─── Passage given ───

Endeavour series 4 episode 4 review: Harvest

It's farewell to series 4 of Endeavour, offering a fitting tribute too to John Thaw's Inspector Morse...

This review contains spoilers.

4.4 Harvest

When a man’s skeleton is discovered at Bramford Mere, Thursday’s mind immediately turns to the unsolved disappearance of Matthew Laxman, an Oxford botanist who vanished in autumn 1962. Dr DeBryn soon reveals, however, that the bones belonged to a man who died in what appears to have been a ritual sacrifice two thousand years earlier; as Strange puts it, looking for next of kin won’t be too easy. Morse spots a pair of spectacles in the disturbed earth, which Laxman’s wife Alison (Natalie Burt) is able to identify as likely belonging to her husband. She points the detectives in the direction of Professor Donald Bagley (Michael Pennington), a physicist friend of Laxman’s at Wolsey College. It soon emerges that the two men were involved in resistance to the local nuclear power plant, Bramford B, which Bagley – once a proponent of atomic energy – has opposed since the loss of his wife to an aggressive form of leukaemia caused by exposure to radiation.

─── Items ───

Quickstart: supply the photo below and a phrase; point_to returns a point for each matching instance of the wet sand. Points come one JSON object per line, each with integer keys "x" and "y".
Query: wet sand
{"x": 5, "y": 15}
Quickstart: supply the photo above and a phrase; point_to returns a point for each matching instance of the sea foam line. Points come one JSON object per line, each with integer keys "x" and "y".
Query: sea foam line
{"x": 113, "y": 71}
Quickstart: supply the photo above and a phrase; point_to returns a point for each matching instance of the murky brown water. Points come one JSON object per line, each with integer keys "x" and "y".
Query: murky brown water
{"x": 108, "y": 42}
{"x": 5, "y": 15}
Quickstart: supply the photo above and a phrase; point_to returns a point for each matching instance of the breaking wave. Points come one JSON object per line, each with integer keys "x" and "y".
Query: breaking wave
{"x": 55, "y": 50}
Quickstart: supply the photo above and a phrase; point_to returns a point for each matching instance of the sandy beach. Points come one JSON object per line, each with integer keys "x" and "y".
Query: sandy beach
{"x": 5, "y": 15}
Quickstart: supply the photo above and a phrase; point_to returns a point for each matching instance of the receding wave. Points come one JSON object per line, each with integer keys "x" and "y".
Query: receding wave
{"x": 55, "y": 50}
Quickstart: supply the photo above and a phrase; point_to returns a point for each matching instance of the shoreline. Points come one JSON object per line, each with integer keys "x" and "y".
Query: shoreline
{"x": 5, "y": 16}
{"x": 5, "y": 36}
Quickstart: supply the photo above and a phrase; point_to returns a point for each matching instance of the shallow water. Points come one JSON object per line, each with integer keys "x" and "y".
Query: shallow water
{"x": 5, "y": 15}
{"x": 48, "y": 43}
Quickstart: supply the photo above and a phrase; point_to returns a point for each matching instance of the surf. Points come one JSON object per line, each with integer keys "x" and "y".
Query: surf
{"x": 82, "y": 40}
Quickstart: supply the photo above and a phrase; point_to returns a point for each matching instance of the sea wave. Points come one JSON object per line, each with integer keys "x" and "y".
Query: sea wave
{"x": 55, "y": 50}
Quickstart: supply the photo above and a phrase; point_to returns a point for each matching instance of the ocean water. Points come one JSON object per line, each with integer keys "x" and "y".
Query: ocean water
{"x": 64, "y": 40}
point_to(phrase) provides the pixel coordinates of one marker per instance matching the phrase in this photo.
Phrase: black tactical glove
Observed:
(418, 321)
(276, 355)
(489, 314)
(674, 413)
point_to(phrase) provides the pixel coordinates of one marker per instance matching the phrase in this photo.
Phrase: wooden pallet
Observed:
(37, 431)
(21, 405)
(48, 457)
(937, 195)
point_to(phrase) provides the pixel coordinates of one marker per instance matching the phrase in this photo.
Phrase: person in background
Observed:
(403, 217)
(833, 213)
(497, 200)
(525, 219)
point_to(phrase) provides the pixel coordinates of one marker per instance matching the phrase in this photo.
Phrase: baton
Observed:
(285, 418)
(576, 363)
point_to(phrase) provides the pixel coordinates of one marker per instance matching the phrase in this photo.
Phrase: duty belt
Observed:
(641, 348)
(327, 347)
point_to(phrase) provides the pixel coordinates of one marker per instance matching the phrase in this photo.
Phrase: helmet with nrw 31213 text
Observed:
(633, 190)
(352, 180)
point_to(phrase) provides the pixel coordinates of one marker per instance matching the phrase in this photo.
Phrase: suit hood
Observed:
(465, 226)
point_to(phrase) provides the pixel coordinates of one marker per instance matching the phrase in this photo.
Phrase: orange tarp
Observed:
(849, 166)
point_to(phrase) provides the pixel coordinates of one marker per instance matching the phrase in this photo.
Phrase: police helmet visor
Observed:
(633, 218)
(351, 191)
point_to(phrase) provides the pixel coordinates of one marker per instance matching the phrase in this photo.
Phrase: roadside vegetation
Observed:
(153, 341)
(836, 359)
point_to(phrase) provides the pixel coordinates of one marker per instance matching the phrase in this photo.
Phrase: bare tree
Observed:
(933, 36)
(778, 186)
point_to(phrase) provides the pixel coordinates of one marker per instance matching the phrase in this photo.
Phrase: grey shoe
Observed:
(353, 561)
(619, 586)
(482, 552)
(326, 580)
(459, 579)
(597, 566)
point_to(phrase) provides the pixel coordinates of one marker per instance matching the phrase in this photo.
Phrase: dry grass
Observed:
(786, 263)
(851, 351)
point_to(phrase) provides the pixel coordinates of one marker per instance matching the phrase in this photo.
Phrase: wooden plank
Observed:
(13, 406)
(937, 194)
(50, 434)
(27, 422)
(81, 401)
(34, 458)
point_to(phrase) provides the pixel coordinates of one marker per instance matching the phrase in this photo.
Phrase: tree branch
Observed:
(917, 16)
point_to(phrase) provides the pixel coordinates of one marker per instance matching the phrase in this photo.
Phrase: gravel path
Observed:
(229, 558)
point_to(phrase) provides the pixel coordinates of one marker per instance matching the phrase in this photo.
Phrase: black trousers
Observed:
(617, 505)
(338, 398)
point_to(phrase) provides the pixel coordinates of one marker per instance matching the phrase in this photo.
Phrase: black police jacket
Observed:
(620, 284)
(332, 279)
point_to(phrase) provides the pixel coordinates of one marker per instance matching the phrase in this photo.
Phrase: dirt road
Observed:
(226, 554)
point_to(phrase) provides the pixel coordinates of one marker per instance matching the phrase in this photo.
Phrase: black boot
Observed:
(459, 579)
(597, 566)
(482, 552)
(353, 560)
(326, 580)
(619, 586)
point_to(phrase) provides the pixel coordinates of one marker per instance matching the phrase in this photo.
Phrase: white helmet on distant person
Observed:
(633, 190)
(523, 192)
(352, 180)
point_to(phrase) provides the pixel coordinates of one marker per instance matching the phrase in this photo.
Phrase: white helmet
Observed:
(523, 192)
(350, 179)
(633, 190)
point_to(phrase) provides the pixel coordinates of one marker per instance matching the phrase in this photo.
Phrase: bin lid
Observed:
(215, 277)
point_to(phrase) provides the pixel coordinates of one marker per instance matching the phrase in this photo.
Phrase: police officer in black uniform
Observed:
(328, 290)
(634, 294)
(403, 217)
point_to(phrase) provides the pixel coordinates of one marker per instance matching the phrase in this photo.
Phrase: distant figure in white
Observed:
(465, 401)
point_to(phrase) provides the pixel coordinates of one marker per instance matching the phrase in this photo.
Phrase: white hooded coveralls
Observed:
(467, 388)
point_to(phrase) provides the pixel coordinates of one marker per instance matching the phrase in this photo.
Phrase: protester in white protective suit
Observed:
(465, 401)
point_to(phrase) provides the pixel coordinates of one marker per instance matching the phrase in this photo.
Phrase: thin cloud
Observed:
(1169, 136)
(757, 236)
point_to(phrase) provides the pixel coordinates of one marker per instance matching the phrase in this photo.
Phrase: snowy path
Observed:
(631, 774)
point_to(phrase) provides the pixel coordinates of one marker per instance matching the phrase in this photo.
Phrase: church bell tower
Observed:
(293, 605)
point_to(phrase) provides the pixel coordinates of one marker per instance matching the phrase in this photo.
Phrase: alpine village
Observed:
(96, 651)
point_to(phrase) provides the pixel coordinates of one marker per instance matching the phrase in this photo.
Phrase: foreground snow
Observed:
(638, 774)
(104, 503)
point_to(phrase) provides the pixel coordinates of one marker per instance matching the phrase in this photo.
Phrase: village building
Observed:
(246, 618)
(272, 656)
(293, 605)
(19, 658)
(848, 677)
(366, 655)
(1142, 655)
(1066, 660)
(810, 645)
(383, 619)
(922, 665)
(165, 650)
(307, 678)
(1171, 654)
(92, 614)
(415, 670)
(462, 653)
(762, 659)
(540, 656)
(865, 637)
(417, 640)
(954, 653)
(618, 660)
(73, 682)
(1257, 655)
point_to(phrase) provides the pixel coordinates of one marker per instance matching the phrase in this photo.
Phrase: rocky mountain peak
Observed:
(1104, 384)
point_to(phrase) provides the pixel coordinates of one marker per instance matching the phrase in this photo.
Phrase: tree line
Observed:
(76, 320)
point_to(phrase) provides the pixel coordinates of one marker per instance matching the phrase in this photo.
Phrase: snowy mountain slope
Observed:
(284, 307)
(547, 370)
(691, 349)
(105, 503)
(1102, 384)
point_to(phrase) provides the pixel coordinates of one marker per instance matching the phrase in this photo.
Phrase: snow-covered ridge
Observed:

───

**Brief**
According to the Endeavour review, when did the Oxford botanist Matthew Laxman vanish?

**Reply**
In autumn 1962.